Required action → In the review of The Mothers below, what word does Brit Bennett use for her protagonist's childless state?

Given passage →
A review by angelayoung
The Mothers by Brit Bennett

5.0

The Mothers, a group of Senior Church Women, aren't very good at mothering their flock, they're better at busy-bodying and gossiping and not-helping. They stand as metaphor for all the other mothers in this book of secrets and betrayals and loss. The protagonist, Nadia Turner, and her best friend, Aubrey Evans, are motherless for different reasons. And Nadia becomes unpregnant - a beautiful and desperately poignant word Brit Bennett employs for her protagonist's childless state. The state of not being a mother permeates this novel like rising mist.

A couple of quotes, Nadia first:
She still searched for clues, for strange things her mother had done or said, for signs that she should've noticed. At least then, her mother's death would make sense. But she couldn't think of any hints that her mother had wanted to die. Maybe she'd never really known her mother at all. And if you couldn't know the person whose body was your first home, then who could you ever know?

Dataset content →
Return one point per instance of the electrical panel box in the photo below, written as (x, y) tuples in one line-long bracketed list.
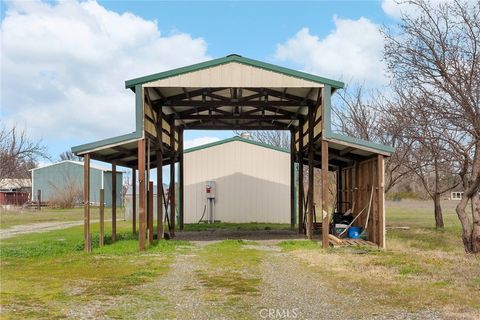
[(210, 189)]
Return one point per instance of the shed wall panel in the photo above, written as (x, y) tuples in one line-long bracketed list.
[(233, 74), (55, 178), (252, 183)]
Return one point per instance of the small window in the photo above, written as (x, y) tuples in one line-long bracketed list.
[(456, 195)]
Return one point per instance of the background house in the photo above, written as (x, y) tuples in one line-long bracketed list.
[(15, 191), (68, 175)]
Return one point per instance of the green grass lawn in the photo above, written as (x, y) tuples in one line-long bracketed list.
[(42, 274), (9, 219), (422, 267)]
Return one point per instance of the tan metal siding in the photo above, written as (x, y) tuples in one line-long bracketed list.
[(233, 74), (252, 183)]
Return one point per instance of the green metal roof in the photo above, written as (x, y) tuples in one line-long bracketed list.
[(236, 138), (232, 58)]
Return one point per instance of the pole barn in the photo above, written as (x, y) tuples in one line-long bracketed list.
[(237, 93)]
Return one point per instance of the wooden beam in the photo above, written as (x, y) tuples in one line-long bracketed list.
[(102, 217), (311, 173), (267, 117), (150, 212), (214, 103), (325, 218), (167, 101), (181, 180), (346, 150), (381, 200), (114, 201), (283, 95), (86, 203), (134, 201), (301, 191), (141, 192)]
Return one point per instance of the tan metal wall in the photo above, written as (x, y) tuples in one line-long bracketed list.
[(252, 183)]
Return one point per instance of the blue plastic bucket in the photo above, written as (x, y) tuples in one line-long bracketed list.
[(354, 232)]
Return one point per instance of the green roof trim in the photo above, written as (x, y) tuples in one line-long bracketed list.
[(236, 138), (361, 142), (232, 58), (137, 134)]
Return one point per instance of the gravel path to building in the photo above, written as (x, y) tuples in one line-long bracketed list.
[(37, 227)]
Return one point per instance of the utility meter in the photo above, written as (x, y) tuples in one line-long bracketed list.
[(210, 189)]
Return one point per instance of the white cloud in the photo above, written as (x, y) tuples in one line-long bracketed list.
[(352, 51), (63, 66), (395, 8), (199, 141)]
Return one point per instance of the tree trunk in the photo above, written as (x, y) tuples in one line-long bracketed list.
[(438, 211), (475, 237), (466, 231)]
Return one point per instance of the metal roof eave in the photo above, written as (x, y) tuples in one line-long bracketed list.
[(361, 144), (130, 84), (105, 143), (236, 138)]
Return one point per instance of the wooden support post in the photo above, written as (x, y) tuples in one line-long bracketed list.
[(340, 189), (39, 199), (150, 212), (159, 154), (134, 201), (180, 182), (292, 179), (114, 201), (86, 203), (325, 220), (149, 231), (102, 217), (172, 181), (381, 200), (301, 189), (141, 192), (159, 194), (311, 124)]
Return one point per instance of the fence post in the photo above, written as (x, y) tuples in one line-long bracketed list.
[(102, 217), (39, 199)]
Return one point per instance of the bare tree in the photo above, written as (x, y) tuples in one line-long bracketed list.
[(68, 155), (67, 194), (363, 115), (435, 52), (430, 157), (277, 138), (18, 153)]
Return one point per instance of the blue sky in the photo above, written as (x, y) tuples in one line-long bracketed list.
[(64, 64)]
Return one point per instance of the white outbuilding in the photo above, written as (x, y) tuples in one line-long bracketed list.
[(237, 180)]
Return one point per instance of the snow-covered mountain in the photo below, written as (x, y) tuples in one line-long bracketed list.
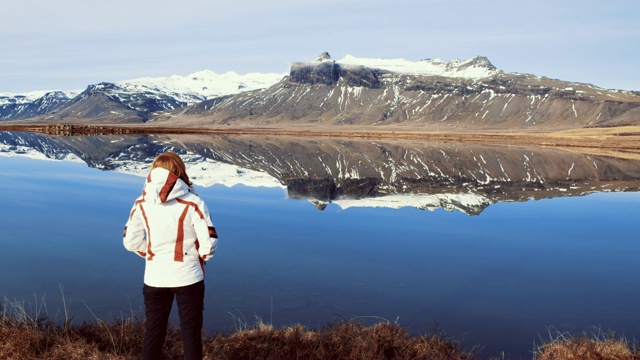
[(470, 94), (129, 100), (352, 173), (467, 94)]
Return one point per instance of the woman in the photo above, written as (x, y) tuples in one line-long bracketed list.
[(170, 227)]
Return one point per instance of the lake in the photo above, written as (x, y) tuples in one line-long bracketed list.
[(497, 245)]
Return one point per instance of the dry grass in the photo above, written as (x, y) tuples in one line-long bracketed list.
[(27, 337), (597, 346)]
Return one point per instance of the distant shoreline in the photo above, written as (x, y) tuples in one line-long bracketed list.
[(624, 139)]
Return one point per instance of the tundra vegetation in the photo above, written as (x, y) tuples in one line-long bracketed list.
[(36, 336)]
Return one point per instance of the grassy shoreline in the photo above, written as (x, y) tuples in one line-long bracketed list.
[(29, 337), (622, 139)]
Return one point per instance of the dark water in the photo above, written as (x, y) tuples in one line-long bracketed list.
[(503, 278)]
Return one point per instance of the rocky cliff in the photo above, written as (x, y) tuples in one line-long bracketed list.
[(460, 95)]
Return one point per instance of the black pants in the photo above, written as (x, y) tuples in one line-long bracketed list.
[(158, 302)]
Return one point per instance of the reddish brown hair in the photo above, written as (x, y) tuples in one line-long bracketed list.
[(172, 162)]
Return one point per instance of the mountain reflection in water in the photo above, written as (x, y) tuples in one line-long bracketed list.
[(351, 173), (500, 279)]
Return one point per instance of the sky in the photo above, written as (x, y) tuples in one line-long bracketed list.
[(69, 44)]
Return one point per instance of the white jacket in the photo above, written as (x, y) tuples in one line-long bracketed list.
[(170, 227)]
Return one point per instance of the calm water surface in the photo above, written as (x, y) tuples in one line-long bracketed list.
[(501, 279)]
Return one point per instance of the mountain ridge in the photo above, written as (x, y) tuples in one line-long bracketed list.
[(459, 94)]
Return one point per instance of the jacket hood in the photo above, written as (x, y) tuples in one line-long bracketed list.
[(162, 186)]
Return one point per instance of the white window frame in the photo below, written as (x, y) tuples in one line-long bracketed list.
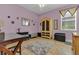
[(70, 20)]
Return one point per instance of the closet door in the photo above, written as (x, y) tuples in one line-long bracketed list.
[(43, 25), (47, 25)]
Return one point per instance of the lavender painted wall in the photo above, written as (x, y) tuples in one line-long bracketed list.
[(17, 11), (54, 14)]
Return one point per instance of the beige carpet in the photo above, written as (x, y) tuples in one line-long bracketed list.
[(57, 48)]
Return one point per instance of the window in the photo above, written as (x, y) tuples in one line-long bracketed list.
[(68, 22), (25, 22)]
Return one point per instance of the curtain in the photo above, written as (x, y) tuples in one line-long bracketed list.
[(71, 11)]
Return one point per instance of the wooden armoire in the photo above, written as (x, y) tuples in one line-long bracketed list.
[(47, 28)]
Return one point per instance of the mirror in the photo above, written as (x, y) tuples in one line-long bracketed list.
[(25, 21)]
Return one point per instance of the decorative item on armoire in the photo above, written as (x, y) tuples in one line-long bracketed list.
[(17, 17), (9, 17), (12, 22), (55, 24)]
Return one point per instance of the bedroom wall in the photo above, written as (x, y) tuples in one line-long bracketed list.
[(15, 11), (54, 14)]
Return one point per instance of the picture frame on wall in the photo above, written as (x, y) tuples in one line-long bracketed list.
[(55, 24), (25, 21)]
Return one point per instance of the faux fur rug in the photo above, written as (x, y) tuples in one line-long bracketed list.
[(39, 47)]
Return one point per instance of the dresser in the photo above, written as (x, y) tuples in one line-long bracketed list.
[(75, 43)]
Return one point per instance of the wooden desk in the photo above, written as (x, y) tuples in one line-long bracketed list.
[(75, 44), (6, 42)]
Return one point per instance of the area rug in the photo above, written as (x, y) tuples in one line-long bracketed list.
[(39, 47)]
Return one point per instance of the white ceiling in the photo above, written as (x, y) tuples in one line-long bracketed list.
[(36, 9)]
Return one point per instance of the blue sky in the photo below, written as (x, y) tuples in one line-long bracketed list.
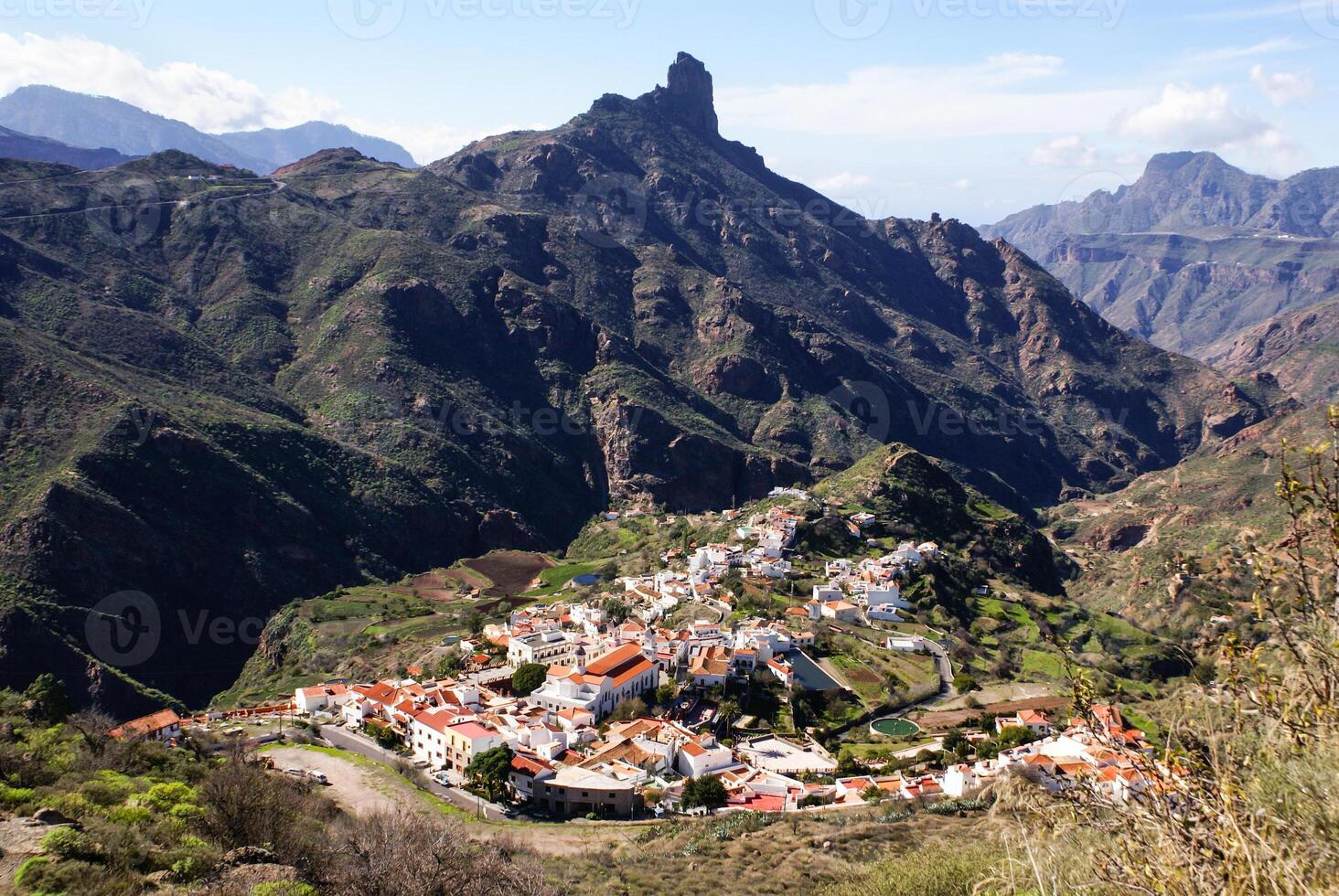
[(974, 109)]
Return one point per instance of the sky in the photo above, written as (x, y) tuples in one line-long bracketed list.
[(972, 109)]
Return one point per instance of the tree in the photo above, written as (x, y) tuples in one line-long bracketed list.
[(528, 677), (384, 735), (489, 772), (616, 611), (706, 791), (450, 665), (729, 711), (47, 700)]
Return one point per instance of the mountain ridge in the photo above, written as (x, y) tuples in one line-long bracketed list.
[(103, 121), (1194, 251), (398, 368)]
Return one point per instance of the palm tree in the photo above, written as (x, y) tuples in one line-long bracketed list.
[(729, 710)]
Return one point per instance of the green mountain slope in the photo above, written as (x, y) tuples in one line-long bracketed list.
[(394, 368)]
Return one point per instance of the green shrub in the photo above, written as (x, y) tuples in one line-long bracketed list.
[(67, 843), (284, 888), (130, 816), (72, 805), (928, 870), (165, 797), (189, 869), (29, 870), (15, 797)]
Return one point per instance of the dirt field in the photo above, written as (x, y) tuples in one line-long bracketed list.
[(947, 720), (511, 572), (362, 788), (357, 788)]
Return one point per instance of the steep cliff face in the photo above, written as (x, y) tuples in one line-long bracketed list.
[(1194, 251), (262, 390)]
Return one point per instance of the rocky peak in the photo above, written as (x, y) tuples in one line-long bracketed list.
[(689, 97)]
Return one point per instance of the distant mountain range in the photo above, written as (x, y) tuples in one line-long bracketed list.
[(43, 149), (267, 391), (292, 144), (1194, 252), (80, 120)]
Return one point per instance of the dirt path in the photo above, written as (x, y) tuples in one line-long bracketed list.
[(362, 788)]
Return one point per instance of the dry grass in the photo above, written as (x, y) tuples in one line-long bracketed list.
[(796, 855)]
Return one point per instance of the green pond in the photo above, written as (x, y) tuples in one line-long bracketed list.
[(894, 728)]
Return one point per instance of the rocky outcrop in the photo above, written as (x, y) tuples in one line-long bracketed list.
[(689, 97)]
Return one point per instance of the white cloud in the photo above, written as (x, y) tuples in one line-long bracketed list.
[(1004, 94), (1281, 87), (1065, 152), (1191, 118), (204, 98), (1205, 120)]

Answer → Unpregnant